# Lista de tareas
1 – Según el fragmento sobre el Pons Asinorum, ¿por qué recibe ese nombre la prueba de Euclides?
2 – Continúe el fragmento sobre el Pons Asinorum a partir de su última oración.

# Texto del ejercicio
/---

De hecho, podemos tratar ABC y ACB como dos triángulos diferentes. Ahora, en esos dos triángulos el primer ángulo es uno y el mismo. El primer ángulo ∟ BAC del primer triángulo es igual al primer ángulo ∟ CAB del otro triángulo. El primer lado AB del uno es igual al primer lado AC del otro, y el segundo lado AC del uno es igual al segundo lado AB del otro. Así, en esos dos triángulos el primer y segundo lados, y el ángulo incluido del primero, son todos iguales respectivamente al primer y segundo lados y al ángulo incluido del otro, de manera que si se sitúan uno sobre otro encajan con precisión y todos los ángulos y lados coinciden y son iguales respectivamente. En consecuencia, el segundo ángulo del triángulo ABC es igual al segundo ángulo del triángulo ACB. Ahora, no diré que esta demostración hace más evidente el hecho de lo que ya era; apenas pienso que lo haga. Pero estoy seguro de que es preferible a la prueba singularmente incordiante que Euclides ofrece en sus Elementos. Tal prueba es llamada Pons Asinorum o "El Puente del Asno" (Asses’ Bridge), ya que muchos escolares encuentran dificultades en ella. Pero la falta no es atribuible tanto a los muchachos como a la prueba misma, ya que hace a la proposición menos evidente de lo que era al inicio. Un chico ingenioso, afligido con la enfermedad lógica de los griegos, naturalmente no ve sentido en una prueba que, lejos de aclarar la conclusión, sirve tan sólo para confundir a la mente. Yo me alegraría de encontrar a un pupilo mío topándose con una dificultad de esta clase; ello mostraría que su mente es buena y que posee alguna capacidad para la geometría. John Stuart Mill selecciona esta prueba de Euclides como la que mejor ilustra, por encima de cualquier otra, su teoría del razonamiento matemático; y lo hace, pero no en el sentido que él pretende. Ilustra lo mala que es su teoría. No los molestaré con esta prueba, diré solamente que Euclides dibuja esta complicada figura [FIGURA 3].

FIGURA 3

Ahora, en cuanto a la proposición en sí misma, Tales no pudo haber sido su primer descubridor. Pero es justo una prueba tan difícil como la que da Euclides —cuya obra es, sin duda y como lo son todas las de su clase, principalmente una compilación— la que deberíamos suponer que daría el demostrador geométrico.

\---

# Datos proporcionados

/---

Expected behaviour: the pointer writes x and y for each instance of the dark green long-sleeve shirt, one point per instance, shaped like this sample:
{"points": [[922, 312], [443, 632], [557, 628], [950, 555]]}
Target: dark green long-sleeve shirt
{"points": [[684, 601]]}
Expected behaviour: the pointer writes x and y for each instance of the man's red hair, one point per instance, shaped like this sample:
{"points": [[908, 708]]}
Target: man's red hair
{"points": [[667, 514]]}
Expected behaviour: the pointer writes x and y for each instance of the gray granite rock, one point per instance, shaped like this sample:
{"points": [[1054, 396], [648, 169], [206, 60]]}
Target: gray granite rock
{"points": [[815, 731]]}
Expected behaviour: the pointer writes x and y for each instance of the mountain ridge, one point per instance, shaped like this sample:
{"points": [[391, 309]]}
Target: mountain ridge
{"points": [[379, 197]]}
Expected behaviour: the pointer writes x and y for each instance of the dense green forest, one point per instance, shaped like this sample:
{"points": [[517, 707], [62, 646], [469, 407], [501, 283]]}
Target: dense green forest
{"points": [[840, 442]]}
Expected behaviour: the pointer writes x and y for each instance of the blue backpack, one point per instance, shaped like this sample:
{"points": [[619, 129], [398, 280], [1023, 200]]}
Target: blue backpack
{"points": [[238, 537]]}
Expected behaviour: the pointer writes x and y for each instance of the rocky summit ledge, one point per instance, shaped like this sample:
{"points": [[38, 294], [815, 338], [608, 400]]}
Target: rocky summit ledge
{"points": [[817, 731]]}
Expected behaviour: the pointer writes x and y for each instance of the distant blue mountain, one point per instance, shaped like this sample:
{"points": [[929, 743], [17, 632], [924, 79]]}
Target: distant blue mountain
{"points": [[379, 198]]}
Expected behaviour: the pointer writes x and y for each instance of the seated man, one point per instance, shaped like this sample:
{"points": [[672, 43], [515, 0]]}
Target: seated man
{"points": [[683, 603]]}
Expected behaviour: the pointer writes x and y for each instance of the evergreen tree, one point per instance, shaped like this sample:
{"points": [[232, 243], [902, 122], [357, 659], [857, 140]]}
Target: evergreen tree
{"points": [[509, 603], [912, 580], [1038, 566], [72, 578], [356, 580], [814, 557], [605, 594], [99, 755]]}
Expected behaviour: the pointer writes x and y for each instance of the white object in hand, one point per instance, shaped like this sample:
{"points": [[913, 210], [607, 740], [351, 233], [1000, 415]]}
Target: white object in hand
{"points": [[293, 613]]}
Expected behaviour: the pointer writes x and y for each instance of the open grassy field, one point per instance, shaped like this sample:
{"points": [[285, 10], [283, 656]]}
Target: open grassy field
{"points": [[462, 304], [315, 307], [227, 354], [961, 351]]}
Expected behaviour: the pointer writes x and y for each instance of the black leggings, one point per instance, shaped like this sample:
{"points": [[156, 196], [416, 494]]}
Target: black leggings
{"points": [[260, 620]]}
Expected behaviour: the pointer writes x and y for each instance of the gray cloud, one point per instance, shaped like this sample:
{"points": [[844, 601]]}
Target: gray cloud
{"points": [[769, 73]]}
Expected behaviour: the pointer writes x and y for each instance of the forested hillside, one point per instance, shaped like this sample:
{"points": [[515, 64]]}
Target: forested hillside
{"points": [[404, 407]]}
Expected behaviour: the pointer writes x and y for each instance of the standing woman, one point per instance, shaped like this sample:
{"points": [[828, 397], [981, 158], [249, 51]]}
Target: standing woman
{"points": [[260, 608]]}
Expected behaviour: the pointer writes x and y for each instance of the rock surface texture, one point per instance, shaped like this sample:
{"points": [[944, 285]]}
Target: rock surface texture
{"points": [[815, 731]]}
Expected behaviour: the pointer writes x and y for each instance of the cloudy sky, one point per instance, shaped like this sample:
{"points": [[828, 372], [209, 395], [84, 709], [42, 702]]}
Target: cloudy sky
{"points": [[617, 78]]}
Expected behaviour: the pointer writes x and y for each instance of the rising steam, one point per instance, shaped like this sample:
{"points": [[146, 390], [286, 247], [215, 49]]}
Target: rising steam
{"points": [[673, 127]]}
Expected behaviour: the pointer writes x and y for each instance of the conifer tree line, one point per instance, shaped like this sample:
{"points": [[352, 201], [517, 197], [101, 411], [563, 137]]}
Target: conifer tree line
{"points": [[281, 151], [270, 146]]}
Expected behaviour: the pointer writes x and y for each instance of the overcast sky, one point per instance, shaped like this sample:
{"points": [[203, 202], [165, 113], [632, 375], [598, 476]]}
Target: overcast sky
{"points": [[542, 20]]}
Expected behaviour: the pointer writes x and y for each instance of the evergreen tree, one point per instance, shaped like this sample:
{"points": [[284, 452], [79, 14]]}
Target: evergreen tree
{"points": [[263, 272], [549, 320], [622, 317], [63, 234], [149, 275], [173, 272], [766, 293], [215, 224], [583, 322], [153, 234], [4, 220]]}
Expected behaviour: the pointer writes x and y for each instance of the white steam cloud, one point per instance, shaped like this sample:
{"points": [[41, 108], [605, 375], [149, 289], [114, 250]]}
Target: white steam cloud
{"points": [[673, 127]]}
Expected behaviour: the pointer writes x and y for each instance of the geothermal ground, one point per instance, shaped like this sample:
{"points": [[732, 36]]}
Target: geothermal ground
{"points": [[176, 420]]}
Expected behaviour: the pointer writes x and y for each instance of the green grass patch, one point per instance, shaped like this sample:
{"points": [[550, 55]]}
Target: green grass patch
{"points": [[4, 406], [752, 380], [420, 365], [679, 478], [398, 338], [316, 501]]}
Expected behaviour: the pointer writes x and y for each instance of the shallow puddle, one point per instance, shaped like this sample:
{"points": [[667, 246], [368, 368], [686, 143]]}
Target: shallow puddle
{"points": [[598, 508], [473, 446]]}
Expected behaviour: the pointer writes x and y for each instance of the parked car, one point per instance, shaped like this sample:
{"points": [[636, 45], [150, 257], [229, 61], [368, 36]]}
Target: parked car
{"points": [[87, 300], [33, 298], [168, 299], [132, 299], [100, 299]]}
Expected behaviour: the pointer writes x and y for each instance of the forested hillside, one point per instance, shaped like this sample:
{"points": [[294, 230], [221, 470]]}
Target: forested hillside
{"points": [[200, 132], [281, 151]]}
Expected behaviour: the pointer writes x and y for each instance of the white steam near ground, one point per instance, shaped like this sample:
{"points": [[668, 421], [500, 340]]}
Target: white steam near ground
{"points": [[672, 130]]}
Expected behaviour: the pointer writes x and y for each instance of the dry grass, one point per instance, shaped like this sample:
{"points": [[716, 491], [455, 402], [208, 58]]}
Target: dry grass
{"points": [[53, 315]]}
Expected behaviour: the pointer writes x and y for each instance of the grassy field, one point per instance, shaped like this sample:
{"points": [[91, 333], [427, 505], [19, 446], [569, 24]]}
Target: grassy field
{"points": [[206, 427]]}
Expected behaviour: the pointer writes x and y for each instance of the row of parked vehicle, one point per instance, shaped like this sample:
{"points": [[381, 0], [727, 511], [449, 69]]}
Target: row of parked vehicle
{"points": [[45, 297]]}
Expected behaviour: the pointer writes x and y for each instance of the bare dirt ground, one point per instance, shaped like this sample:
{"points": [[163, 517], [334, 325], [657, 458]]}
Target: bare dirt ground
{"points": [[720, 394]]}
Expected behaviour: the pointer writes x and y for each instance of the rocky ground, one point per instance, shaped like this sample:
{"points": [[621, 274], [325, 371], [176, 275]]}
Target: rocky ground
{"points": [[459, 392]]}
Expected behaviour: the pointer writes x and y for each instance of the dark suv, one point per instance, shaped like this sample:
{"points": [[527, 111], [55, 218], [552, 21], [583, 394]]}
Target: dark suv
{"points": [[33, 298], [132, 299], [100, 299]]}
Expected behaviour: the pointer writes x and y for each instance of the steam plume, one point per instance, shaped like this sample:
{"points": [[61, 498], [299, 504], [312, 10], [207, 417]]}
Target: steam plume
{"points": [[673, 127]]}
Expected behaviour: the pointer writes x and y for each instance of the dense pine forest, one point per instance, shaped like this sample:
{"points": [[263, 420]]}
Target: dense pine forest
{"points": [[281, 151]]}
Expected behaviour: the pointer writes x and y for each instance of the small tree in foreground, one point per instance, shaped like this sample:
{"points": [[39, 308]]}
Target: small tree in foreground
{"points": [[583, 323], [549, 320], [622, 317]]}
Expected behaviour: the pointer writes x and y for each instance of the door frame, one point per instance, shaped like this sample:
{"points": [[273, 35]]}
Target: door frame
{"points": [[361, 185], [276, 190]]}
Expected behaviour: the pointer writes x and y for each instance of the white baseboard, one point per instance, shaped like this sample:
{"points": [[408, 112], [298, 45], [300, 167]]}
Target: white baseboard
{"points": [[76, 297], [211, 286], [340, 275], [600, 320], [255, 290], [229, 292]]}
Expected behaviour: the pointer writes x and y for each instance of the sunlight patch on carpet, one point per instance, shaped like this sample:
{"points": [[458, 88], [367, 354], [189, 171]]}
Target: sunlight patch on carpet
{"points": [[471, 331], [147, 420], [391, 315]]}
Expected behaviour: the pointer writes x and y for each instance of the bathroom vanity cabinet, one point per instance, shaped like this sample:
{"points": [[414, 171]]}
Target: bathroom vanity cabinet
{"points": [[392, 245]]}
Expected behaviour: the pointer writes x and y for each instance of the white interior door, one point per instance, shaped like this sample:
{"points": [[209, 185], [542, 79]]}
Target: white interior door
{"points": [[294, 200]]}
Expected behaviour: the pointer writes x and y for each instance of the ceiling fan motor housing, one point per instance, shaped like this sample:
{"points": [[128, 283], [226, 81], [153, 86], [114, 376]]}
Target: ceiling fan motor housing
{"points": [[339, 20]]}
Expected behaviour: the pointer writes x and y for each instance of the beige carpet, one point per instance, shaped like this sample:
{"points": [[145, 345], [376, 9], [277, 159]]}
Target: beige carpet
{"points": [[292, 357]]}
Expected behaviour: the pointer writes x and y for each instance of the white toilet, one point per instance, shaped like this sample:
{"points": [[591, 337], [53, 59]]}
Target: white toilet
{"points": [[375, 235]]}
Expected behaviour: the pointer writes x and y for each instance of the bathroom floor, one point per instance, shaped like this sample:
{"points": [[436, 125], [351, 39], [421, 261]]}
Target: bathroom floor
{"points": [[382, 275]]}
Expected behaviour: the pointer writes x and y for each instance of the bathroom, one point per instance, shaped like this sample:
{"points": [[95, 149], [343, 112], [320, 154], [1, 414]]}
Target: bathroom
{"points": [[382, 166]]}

\---

# Respuestas
1 – Porque muchos escolares encuentran dificultades en ella.

2 –
Pero no debo demorarme en Tales, aún siendo una figura tan interesante. En años recientes ha habido algunas discusiones de las que emerge como hecho probable —aunque no ha sido enunciado por ninguna autoridad antigua— que Tales sabía que la suma de los tres ángulos de un triángulo es igual a dos ángulos rectos. Cuando digo "sabía" quiero decir que lo sabía tan bien como se sabe hoy, pues no hay razón para suponer que la proposición es absolutamente exacta.

Diógenes Laercio, en su Vidas de los filósofos, reporta que Pánfila, una dama que durante 13 años jamás abandonó a su marido ni una sola hora, enuncia en la voluminosa historia que escribió durante ese periodo que Tales descubrió que un ángulo inscrito en un semicírculo es un ángulo recto, y sacrificó un buey para la ocasión. Si, en efecto, descubrió esa proposición, fue sin duda su obra maestra en geometría. Otras ideas atribuidas a Tales se refieren a la aplicación del principio de los triángulos similares a la agrimensura. Así, dicen que enseñó a los egipcios a medir la altura de sus pirámides midiendo la sombra y, al mismo tiempo, la sombra de una vara vertical de longitud conocida. Pero aunque ustedes conocen que mi opinión de los egipcios no es extravagantemente elevada, creo mucho más probable que fueran más bien los egipcios quienes enseñaron eso a Tales y no a la inversa.

Tales tenía una teoría del universo cuya proposición central era que el mundo está hecho de agua.

Pasaré por alto a hombres como Anaximadro y Anaxímenes, cuya doctrina no carece de interés, con el fin de darme más tiempo para hablar sobre Pitágoras, uno de los más grandes nombres en la historia de la ciencia. Una cosa que me interesa particularmente a propósito de Pitágoras es que poseemos una gran masa de testimonio concerniente a él, que es extremadamente conflictiva y decididamente poco fiable, de modo que se convierte en una cuestión interesante para el lógico científico descubrir qué se puede concluir de semejante evidencia.

Mantengo que los cánones de la crítica aplicada usualmente en tales casos son perfectamente indefendibles ante la corte de la lógica científica, ya que se trata de reglas artificiales y arbitrarias cuyo efecto es eliminar de la historia sucesos, que, de hecho, son suficientemente probables como para ser admitidos en la narrativa.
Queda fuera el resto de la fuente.